* BEGIN EXTRACT TO READ *

Six filters were designed for the three settings of WDRC_flag and two settings of NR_flag, as indicated in
Table 1. Based on an audiogram, the compression amount is determined. An audiogram indicates the lowest level of sound that is audible to a person in a number of frequency bands. A sample audiogram used in this paper for WDRC implementation is shown in
Table 2.
The WDRC or compression gain values are then generated based on a prescriptive compression fitting [
18,
19]. In our implementation, the nine bands that are commonly used for compression are mapped into five bands in order to make the computation time more efficient and, thus, achieve real-time processing. Performance-wise, we found that there was not much difference when using five bands as compared to nine bands.
Table 3 shows the compression ratio and makeup gains derived based on [
19] by using the audiogram in
Table 2 as the input. The nominal values of the other compression parameters for performing the WDRC are shown in
Table 4. The NR algorithm used in the app is the one described in [
20]. Here, it is worth pointing out that the app was designed in a modular manner, which means that the above compression and noise reduction algorithms in the app can be easily replaced by any other compression and noise reduction algorithms. One way this can be achieved is by designing a new filter bank corresponding to these algorithms. Then, our filter bank part of the app can be replaced by the new filter bank within the jni (Java Native Interface) folder of the app. Another way involves substituting other compression and noise reduction algorithms written in C within the jni folder of the app by following the steps mentioned in [
14]. As illustrated in
Figure 3, the WDRC and NR modules are placed in parallel. The six filters or the filter bank are designed according to the six settings of the WDRC and NR flags.
The app has two main graphical user interfaces: one is the operation interface, and the other is the settings interface (see
Figure 4). In the operation interface, the start button runs the app in real time, while the “read file” button runs the app by processing a stored audio file. In the settings interface, the user can control how the output plays, change the sampling frequency, and set a debugging option. For a more accurate SPL value, users can specify a calibration value for the device in the app’s settings by comparing and matching the computed SPL value with the one indicated by an SPL meter. When the app runs in real time or on a stored audio file, the VAD value, SPL value, and selected filter number for each frame are displayed in a rolling-up manner. The debugging option can be set to store the above information.
3. Results of Real-World Audio Environment Experiments
The code for the entire signal processing pipeline is written in C within a project shell described in [
14], based on the Android Studio SDK (Software Development Kit) and Android NDK (Native Development Kit) [
21]. It is worth noting that there exists a similar shell for iOS, which is also described in [
14]. The app code is available for public use at the website stated in [
22].
Experiments were conducted by running the app with a frame size of 256 samples at a sampling frequency of 48 kHz on an Android phone with a Snapdragon processor. To obtain the quantitative results reported in this section, audio files of real-world noisy audio environments were captured and stored on the phone’s storage. By running the app on the audio files, the filtered audio and a text file were generated, which contained the VAD, SPL, and selected filter values in the same folder where the audio file was stored. The filtered audio and text files were then used to report the results discussed next.
Real-world audio files were captured at a 48 kHz sampling frequency in the presence of commonly encountered noisy environments, such as dining halls, lecture rooms, machinery, cars, streets, etc.

* END EXTRACT TO READ *
* BEGIN DATA ENTRIES *

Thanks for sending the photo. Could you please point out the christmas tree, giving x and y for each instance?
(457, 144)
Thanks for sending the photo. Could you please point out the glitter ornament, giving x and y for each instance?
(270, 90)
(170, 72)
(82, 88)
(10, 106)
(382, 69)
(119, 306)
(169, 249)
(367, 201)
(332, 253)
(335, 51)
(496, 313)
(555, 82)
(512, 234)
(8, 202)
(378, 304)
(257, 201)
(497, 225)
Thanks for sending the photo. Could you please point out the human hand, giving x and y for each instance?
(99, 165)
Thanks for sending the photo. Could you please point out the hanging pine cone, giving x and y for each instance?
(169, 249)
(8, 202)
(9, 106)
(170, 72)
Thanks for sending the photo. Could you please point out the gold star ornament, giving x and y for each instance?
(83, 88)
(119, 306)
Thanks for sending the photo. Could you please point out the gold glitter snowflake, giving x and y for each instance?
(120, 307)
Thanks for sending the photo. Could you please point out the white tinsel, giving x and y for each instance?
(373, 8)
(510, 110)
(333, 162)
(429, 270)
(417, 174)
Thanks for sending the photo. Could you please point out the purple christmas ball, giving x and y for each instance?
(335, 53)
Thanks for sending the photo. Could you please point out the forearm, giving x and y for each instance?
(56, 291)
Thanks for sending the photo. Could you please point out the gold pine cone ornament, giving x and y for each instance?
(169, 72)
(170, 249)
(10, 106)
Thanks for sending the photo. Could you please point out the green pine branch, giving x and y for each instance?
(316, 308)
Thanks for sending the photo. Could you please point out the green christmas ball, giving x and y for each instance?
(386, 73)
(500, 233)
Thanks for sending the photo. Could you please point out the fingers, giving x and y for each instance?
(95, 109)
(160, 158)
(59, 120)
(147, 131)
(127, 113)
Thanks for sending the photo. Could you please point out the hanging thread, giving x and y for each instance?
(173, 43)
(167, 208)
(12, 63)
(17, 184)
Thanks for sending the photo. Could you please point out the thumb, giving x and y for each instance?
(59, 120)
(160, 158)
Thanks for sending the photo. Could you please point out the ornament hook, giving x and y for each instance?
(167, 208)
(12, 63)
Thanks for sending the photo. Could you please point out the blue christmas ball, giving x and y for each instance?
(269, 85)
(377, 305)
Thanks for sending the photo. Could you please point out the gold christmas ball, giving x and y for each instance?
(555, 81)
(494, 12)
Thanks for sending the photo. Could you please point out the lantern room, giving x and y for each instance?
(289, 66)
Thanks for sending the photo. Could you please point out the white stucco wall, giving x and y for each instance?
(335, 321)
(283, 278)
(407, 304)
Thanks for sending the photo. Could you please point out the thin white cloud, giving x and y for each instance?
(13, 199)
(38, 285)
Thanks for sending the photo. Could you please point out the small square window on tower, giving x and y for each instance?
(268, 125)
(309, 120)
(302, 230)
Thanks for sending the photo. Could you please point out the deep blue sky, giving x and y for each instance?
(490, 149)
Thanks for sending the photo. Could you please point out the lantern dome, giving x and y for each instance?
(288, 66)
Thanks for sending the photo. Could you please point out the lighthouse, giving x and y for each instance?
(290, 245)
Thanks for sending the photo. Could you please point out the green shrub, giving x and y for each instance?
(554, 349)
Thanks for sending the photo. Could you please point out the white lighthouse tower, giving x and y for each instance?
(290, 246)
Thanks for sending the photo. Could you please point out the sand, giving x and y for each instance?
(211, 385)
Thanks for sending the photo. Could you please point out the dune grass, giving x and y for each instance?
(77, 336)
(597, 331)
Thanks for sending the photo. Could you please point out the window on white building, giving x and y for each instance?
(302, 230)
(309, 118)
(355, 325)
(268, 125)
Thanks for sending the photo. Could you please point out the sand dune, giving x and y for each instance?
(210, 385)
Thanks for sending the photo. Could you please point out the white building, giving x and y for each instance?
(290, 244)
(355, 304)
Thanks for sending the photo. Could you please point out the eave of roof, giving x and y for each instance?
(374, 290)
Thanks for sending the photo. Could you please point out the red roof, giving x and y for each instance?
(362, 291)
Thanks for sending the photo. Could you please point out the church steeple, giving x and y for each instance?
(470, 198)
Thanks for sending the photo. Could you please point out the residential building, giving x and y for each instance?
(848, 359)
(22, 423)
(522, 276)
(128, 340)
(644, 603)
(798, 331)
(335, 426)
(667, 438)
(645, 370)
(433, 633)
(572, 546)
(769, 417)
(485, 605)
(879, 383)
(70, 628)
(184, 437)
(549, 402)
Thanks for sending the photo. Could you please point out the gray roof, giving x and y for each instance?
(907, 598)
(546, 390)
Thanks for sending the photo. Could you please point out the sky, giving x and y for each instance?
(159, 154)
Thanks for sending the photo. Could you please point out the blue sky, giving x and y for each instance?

* END DATA ENTRIES *

_DIRECTIVES_
a - Decide whether each statement below agrees with the WDRC app text. Answer yes or no and quote the words of the text that decide it.
(i) The nine bands commonly used for compression were reduced to five to make computation faster.
(ii) The WDRC and NR modules are placed in series.
(iii) The experiments used a frame size of 512 samples.
b - List every noisy environment that the WDRC app text names as a setting where the real-world audio files were captured.

_SOLUTIONS TO THE TASKS_
a -
(i) Yes: "the nine bands that are commonly used for compression are mapped into five bands in order to make the computation time more efficient"
(ii) No: "the WDRC and NR modules are placed in parallel"
(iii) No: "a frame size of 256 samples"

b - dining halls, lecture rooms, machinery, cars, streets